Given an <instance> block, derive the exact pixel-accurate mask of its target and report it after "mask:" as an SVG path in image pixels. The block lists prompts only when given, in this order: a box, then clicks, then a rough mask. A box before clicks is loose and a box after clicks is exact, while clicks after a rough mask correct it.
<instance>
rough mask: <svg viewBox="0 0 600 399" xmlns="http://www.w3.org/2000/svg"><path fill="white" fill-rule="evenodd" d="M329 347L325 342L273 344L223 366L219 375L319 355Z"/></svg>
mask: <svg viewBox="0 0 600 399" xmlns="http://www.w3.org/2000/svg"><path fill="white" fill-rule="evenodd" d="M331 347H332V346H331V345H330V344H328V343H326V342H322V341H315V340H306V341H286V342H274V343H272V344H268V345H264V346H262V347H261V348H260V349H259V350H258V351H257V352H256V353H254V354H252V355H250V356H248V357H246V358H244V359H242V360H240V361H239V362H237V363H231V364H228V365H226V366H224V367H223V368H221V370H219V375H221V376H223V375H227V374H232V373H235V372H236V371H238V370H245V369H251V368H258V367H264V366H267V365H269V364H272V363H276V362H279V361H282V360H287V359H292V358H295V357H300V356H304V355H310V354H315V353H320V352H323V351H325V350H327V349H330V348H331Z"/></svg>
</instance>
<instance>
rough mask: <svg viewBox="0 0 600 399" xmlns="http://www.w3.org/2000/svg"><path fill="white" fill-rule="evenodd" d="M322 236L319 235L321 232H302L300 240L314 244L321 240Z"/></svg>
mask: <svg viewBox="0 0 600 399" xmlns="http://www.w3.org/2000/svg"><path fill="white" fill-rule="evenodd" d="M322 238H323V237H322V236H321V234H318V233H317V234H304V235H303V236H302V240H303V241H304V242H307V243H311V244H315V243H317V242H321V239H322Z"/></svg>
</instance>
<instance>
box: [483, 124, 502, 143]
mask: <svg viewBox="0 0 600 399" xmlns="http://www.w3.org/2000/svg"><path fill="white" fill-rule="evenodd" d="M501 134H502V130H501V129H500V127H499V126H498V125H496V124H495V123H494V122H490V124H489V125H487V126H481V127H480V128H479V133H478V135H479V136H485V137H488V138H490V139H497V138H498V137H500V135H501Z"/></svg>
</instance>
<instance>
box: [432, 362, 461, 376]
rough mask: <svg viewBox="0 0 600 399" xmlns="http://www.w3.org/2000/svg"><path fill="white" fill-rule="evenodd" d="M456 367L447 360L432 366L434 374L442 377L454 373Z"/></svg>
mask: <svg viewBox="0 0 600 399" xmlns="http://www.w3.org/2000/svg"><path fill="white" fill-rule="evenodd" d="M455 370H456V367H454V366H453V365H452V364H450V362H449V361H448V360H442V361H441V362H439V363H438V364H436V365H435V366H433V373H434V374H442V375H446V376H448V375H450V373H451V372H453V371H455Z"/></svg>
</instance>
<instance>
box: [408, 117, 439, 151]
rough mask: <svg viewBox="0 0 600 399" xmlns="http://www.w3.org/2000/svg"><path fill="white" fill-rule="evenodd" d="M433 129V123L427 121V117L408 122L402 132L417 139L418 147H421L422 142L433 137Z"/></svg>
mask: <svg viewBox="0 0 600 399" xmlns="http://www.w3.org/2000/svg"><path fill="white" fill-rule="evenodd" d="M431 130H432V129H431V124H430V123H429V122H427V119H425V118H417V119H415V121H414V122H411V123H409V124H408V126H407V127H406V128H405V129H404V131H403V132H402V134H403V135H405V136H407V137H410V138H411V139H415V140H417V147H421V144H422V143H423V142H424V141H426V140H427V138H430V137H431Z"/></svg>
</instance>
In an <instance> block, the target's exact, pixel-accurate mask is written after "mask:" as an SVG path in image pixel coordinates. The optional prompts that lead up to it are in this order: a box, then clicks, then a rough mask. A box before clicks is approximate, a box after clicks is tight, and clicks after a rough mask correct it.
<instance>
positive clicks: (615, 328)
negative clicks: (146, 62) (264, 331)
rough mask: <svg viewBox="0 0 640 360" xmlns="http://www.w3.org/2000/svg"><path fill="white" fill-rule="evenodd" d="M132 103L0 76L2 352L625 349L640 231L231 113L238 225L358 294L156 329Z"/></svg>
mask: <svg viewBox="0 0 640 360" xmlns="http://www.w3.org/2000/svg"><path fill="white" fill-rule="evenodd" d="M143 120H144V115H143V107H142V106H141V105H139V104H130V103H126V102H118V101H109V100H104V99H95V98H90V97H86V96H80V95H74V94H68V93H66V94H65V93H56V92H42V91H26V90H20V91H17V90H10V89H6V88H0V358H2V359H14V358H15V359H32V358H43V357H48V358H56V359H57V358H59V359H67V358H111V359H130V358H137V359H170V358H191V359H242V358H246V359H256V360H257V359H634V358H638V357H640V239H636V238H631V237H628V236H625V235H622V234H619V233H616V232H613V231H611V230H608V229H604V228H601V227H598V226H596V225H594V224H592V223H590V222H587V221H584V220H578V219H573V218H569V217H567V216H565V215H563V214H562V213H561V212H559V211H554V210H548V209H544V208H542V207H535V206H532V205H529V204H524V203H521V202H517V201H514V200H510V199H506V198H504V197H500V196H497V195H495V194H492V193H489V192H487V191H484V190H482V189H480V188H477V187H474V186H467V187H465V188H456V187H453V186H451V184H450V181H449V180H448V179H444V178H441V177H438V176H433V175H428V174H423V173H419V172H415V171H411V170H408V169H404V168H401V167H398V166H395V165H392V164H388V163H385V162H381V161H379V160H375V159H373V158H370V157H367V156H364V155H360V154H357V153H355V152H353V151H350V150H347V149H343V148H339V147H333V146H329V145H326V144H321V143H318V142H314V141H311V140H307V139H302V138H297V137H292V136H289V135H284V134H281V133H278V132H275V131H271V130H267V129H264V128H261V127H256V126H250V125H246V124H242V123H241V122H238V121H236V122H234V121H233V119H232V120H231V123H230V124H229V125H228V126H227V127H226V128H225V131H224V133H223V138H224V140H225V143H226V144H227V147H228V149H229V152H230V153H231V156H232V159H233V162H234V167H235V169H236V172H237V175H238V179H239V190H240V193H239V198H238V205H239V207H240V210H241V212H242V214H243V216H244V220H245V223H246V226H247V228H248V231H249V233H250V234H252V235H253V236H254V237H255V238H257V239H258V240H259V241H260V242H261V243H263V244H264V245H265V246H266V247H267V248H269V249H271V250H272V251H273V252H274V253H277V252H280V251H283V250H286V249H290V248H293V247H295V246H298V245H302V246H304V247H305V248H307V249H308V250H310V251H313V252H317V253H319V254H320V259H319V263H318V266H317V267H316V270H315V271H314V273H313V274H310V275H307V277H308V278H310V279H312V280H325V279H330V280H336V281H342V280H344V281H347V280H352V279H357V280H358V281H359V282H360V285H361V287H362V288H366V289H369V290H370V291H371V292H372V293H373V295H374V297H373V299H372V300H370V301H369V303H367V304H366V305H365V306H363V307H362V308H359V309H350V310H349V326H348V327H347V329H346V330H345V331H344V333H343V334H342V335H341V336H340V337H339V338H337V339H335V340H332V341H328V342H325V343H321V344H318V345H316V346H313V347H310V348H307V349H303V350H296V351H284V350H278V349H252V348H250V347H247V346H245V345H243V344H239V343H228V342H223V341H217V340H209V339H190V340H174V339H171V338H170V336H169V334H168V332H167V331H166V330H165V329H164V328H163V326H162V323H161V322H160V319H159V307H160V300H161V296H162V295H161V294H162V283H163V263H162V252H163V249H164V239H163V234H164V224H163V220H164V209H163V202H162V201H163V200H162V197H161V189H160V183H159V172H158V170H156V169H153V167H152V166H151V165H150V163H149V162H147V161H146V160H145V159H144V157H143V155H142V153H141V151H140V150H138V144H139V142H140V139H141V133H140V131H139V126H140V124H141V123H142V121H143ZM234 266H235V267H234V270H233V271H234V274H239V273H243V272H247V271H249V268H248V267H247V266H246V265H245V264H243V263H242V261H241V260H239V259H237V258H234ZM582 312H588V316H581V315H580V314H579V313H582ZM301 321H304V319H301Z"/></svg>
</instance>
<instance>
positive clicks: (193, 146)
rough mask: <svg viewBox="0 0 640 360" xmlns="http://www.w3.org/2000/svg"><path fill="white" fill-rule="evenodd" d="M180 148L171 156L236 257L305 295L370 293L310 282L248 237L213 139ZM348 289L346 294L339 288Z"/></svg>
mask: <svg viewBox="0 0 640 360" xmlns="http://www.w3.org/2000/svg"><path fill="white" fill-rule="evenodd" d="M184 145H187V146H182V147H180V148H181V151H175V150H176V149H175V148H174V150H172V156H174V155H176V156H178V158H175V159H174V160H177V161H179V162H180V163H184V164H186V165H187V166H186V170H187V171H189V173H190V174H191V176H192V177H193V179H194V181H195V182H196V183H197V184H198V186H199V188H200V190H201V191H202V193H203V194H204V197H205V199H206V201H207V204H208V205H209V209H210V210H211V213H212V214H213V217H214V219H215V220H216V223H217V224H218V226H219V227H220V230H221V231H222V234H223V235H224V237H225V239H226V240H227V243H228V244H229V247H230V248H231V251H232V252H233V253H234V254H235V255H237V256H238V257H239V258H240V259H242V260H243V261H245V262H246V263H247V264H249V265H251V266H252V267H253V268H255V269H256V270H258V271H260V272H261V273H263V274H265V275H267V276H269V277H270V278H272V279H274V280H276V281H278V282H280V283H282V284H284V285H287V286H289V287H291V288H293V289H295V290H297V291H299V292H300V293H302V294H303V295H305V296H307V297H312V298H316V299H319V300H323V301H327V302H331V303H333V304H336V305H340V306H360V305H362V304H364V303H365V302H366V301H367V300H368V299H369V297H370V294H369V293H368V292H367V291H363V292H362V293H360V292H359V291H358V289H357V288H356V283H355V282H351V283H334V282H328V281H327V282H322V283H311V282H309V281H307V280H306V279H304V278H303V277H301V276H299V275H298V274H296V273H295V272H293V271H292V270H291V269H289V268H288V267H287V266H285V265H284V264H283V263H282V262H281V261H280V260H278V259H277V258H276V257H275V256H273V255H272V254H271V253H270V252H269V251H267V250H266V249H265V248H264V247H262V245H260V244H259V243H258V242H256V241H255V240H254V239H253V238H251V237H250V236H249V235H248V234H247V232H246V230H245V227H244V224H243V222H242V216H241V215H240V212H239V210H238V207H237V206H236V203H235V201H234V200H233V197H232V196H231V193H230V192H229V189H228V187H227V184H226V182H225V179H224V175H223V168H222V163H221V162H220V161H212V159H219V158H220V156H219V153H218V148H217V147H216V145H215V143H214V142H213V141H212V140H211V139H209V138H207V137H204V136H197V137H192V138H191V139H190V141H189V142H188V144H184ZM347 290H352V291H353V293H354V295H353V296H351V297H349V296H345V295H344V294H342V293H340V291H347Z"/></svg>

=====

WHAT YOU NEED TO DO - Can you extract every line from the start of the data up to and including the line that contains "347L325 342L273 344L223", reproducing each one verbatim?

RESPONSE TO THIS EXERCISE -
Given an <instance> block, derive the exact pixel-accurate mask of its target and report it after "mask:" as an SVG path in image pixels. The block lists prompts only when given, in this order: a box, then clicks, then a rough mask. A box before clicks is loose and a box after clicks is exact, while clicks after a rough mask correct it.
<instance>
rough mask: <svg viewBox="0 0 600 399" xmlns="http://www.w3.org/2000/svg"><path fill="white" fill-rule="evenodd" d="M329 347L325 342L273 344L223 366L219 375L319 355Z"/></svg>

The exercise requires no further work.